• TEXTO FUENTE:
---
“Un escriba que
los oyó discutir, al ver que les había respondido bien, se acercó y le preguntó.
“”¿Cuál es el primero de los mandamientos?”. Jesús respondió: “El primero es:
Escucha Israel: el Señor nuestro Dios es el único Señor, y tú amarás al Señor,
tu Dios, con todo tu corazón y con toda tu alma, con todo tu espíritu y con
todas tus fuerzas. El segundo es: Amarás a tu prójimo como a ti mismo. No hay
otro mandamiento más grande que éstos.” El escriba le dijo. “Muy bien, Maestro,
tienes razón al decir que hay un solo Dios y no hay otro más que El, y que
amarlo con todo el corazón, con toda la inteligencia y con todas las fuerzas, y
amar al prójimo como a sí mismo, vale más que todos los holocaustos y todos los
sacrificios.”Jesús, al ver que había respondido tan acertadamente, le dijo: “Tú
no estás lejos del Reino de Dios”. Y nadie se atrevió a hacerle más preguntas.”
---
• DATOS GUARDADOS:
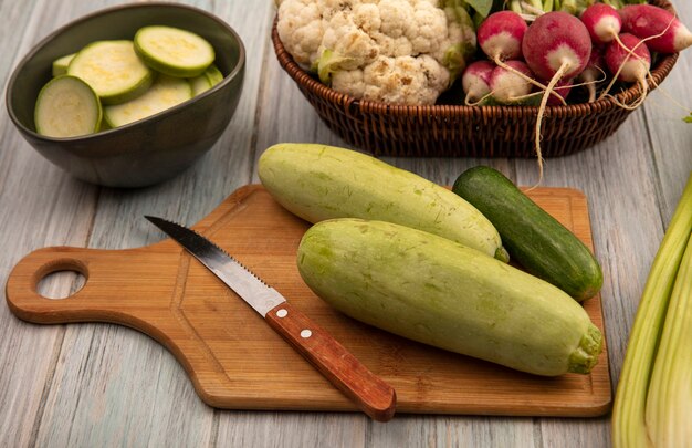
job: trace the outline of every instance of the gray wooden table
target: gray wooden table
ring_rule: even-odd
---
• QUÉ DEBES HACER:
- 1) Contesta estas preguntas sobre el texto de los mandamientos y marca cada respuesta con su letra.
(a) ¿Qué le pregunta el escriba a Jesús?
(b) Según el escriba, ¿qué cosas valen menos que amar a Dios y al prójimo?
(c) ¿Qué le dice Jesús al escriba al final?
- 2) Prolonga, por favor, el texto sobre los mandamientos a partir de su última frase.
El material no forma parte del texto sobre los mandamientos.

• RESPUESTAS POR TAREA:
- 1)
(a) Le pregunta cuál es el primero de los mandamientos.
(b) Todos los holocaustos y todos los sacrificios.
(c) Le dice: "Tú no estás lejos del Reino de Dios".

- 2)
(Mc. 12: 28-34)
La celebración de mayo de 1810, en
este sexenio del bicentenario de la Patria, nos remite una y otra vez a los fundamentos de nuestro convivir diario familiar y
social y, por tanto, sociopolítico también. Aquellos primeros
movimientos y acuerdos básicos dieron comienzo a un proceso, a un torbellino de
sucesos que generaron la independencia posterior de la Nación en la que hoy
habitamos y en la que queremos ser ciudadanos
protagonistas.
El Evangelio que acabamos de
escuchar nos acerca a una situación de repentina pero profunda comunión de
sentimientos justo en momentos en los que en torno a Jesús comenzaron a darse
muchos desacuerdos en su contra: los del poder de turno, los de los religiosos y
de una parte de la multitud que empieza a distanciarse o serle
indiferente.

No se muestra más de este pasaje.